===== BRANO FORNITO
Del resto la stessa società aveva ammesso, sin dal primo grado, che le assenze per malattia indicate nella lettera di licenziamento non determinavano il superamento del periodo di comporto, che sarebbe scaduto invece il 25.5.11, donde la doglianza, contenuta nell’attuale ricorso (pag.11), della necessità, da parte della sentenza d’appello, di valutare solo se alla data del licenziamento (25.5.11) il periodo di comporto era scaduto o meno, risulta infondata.
2.- Con il secondo motivo la società denuncia la violazione dell’art. 7 L. n. 300/70 e dell’art. 2 L. n. 604/66, per non avere considerato l’insussistenza di un obbligo del giudicante di valutare i giorni di assenza indicati nella lettera di licenziamento, non sussistendo alcun obbligo del datore di lavoro di indicare specificamente in essa i giorni di assenza considerati ai fini del calcolo del comporto, in mancanza di una esplicita richiesta del lavoratore.
Il motivo è infondato.
Ed invero seppure deve convenirsi, in base al principio secondo cui il licenziamento per superamento del comporto non può assimilarsi ad un licenziamento disciplinare con i connessi obblighi in tema di specificità ab origine della contestazione (ex aliis, Cass. n. 8440/13), che il datore di lavoro non è tenuto a specificare i giorni di assenza di malattia (Cass. n. 21377/16), salva esplicita richiesta del lavoratore ex art. 2 L. n. 604/66 (Cass. n. 2554/15), tuttavia, una volta indicate le assenze nella lettera di licenziamento, esse non possono essere poi modificate dal datore di lavoro (Cass. n. 18283/09; cfr. altresì Cass. n. 7950/11). Peraltro nella specie assume rilievo la circostanza, evidenziata dalla sentenza impugnata, che la società dapprima dedusse che il termine dell’ultima assenza per malattia doveva intendersi il 25.5.11 (e non il 21.5.11), poi contraddittoriamente deducendo che tale data doveva intendersi 31.5.11, avendo erroneamente indicato il 21 per il 31.
3.- Con il terzo motivo la società denuncia la violazione degli artt. 1429, 1431 e 1433 c.c. per insufficiente e contraddittoria motivazione circa un fatto controverso e decisivo, lamentando, come detto, che per mero errore di “battitura” era stata indicata nella lettera di licenziamento la data del 21.5.11 anziché quella del 31.5.11.
Il motivo è inammissibile non esistendo più il vizio di insufficiente e contraddittoria motivazione circa un fatto controverso e decisivo, ex art. 360, comma 1, n. 5 c.p.c., ma solo l’omesso esame di un fatto decisivo, che nella specie non sussiste avendo la sentenza impugnata congruamente esaminato tale fatto, anche a voler prescindere dalla mancanza di prova circa il dedotto “errore di battitura”.
4.- Con il quarto, quinto e sesto motivo la società denuncia la violazione degli artt. 1429, 1431 e 1433 c.c. “per insufficiente e contraddittoria motivazione circa un fatto controverso e decisivo”, sempre in ordine alla sussistenza dell’effettivo superamento del comporto alla data del 25.5.11, oltre alla palese erronea indicazione della data del 21.5.11 in luogo di quella, corretta, del 25.5.11.
==========
◆ CONSEGNA 1: Nel brano, quale data la società sostiene di aver scritto per un errore di battitura nella lettera di licenziamento, al posto del 31.5.11?
◆ CONSEGNA 2: Riporta fedelmente la parte del brano compresa tra "Del resto la" e "meno, risulta infondata.", estremi inclusi.
===== DATI DA ESAMINARE
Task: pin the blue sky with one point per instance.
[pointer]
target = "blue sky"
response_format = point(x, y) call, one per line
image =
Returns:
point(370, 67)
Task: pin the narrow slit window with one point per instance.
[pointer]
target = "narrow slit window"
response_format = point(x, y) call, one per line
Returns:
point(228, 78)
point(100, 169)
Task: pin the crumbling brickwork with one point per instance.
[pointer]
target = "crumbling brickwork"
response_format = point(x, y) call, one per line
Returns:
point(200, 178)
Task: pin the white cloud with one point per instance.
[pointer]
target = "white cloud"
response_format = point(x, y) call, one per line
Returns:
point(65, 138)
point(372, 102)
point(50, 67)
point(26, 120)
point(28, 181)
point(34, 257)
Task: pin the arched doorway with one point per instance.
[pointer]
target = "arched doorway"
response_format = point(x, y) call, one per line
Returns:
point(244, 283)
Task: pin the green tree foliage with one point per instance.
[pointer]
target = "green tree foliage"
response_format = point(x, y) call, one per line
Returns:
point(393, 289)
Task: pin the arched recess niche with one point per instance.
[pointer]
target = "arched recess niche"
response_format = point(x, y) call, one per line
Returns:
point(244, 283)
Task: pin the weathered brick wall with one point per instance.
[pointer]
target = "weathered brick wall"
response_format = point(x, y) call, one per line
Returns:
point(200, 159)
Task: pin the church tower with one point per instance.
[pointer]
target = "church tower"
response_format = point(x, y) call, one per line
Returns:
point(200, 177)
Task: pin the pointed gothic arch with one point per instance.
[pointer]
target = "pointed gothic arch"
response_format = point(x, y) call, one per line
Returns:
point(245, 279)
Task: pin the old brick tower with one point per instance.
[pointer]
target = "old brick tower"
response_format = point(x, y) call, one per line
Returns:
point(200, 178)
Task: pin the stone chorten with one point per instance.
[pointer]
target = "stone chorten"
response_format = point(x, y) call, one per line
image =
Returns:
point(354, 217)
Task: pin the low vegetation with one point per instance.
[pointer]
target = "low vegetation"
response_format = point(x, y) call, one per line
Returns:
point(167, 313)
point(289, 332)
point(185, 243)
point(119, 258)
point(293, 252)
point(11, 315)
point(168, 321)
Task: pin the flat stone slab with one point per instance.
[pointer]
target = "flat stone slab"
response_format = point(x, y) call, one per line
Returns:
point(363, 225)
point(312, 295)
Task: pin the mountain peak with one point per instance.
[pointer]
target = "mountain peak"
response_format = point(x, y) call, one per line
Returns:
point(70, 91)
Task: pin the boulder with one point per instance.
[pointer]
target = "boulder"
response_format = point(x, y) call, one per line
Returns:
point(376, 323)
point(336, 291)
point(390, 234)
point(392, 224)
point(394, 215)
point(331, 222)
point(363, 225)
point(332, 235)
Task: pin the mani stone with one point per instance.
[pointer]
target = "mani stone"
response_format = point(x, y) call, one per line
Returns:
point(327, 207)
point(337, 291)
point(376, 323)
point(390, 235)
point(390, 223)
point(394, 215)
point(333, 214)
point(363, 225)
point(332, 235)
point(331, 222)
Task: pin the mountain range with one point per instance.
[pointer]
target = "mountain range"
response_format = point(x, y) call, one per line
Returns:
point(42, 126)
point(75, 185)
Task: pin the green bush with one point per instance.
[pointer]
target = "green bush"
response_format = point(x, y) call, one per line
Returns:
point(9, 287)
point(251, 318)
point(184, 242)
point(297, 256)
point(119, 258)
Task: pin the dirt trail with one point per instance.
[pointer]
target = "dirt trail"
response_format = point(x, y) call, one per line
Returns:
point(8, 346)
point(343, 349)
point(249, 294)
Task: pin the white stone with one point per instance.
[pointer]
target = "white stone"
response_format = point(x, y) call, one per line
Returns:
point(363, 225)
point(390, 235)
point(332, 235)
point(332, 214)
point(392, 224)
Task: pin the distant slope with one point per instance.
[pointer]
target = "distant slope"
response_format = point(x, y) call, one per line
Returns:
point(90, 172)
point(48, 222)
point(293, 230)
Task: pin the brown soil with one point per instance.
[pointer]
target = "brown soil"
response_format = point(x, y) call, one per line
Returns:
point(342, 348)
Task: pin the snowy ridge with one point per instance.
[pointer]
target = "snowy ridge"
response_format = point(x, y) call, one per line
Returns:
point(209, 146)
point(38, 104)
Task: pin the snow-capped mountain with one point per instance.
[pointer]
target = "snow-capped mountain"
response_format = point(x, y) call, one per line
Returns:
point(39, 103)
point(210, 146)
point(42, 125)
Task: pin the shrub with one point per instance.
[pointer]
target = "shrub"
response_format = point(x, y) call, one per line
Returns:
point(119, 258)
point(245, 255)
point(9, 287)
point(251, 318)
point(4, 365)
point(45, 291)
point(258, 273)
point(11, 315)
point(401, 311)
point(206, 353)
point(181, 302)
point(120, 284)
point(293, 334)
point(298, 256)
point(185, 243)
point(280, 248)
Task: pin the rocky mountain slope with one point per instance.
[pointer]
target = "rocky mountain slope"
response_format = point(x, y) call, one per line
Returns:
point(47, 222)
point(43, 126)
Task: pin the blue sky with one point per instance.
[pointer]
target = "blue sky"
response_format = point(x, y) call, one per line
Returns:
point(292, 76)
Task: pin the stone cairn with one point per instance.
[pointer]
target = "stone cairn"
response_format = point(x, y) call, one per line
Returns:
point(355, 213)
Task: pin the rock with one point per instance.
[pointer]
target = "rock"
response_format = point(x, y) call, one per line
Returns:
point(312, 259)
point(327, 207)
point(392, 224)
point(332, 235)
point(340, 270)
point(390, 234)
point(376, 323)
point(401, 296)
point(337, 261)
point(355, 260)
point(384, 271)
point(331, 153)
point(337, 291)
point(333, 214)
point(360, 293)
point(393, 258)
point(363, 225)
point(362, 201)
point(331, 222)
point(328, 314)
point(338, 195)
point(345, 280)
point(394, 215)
==========
◆ RISULTATO 1: Il 21.5.11.

◆ RISULTATO 2:
Del resto la stessa società aveva ammesso, sin dal primo grado, che le assenze per malattia indicate nella lettera di licenziamento non determinavano il superamento del periodo di comporto, che sarebbe scaduto invece il 25.5.11, donde la doglianza, contenuta nell’attuale ricorso (pag.11), della necessità, da parte della sentenza d’appello, di valutare solo se alla data del licenziamento (25.5.11) il periodo di comporto era scaduto o meno, risulta infondata.